[Text-to-region grounding data]
-------

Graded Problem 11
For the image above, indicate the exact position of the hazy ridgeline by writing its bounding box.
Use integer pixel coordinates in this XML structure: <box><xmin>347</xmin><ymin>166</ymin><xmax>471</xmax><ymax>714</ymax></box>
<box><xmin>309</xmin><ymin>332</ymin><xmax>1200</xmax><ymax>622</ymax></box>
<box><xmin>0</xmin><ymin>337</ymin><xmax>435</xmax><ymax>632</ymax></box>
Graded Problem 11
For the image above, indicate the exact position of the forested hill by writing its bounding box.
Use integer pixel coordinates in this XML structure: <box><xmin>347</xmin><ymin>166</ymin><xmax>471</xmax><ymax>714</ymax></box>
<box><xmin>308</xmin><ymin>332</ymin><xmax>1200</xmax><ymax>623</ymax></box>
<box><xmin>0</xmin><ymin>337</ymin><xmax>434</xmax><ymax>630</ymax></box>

-------

▸ TASK REQUIREMENTS:
In the entries above, identify each line that includes the string "exact", then copy it.

▸ WRITTEN ANSWER:
For the image above, indicate the exact position of the hazy ridgeline by writing its bounding box.
For the image above, indicate the exact position of the forested hill by writing its bounding box.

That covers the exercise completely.